Acid-gas removal for cycling, disposal

Environmental concern due to greenhouse gas emissions has given ever-rising importance to the reinjection of CO2 removed from natural gases, either for enhanced oil recovery (EOR) or just simple disposal to a depleted reservoir to avoid atmospheric venting.

Moreover, with the growing acceptance of H2S reinjection as an alternative to costly sulfur recovery to a diminishing sulfur market, many very sour gas wells can now be reconsidered as exploitable. Many of these wells had been shut-in to reduce production costs.

In any case, acid-gas reinjection to a disposal reservoir could make exploitation of sour-gas reserves attractive even in a flat-gas-price scenario. Because H2S and CO2 are reinjected underground, there are no CO2 or sulfur emissions to the atmosphere.

Acid-gas removal from marketable hydrocarbons is the first step in sour gas production, and several acid-gas-removal processes are available.

════════════════════

» **TASK OBJECTIVE**:
Transcribe part of the acid-gas removal text, beginning at the words "Environmental concern due" and stopping after the words "avoid atmospheric venting.".

(A block of data)
════════════════════

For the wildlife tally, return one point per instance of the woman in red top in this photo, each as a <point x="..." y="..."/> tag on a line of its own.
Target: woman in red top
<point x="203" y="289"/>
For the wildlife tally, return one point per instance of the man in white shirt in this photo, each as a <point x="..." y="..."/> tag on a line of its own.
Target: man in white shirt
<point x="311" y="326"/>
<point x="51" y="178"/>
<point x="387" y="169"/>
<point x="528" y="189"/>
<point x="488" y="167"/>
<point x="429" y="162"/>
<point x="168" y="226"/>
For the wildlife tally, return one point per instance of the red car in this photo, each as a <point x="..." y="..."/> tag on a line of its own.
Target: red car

════════════════════

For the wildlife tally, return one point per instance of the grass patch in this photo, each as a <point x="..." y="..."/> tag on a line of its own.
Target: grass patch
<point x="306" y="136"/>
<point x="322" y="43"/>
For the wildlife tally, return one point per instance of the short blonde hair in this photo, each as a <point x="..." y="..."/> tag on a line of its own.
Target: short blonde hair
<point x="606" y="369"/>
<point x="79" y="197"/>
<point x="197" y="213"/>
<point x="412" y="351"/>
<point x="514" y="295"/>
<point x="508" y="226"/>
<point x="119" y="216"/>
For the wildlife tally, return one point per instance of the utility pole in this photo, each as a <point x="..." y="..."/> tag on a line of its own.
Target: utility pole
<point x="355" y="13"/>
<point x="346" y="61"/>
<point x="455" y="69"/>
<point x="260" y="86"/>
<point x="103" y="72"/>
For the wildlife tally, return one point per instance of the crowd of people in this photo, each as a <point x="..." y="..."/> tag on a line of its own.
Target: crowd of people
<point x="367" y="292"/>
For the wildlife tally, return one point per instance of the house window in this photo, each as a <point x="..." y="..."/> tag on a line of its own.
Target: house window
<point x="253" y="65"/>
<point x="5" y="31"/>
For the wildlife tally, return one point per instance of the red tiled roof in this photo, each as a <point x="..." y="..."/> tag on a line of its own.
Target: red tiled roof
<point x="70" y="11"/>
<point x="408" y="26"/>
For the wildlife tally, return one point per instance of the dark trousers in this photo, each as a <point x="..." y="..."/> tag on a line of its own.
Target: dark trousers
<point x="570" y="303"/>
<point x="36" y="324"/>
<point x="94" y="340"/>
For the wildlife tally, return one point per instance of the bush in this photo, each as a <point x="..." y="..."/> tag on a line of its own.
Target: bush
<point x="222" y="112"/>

════════════════════

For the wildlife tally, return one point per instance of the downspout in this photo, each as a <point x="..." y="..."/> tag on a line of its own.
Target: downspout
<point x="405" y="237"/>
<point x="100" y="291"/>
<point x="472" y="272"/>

════════════════════

» **TASK OUTPUT**:
Environmental concern due to greenhouse gas emissions has given ever-rising importance to the reinjection of CO2 removed from natural gases, either for enhanced oil recovery (EOR) or just simple disposal to a depleted reservoir to avoid atmospheric venting.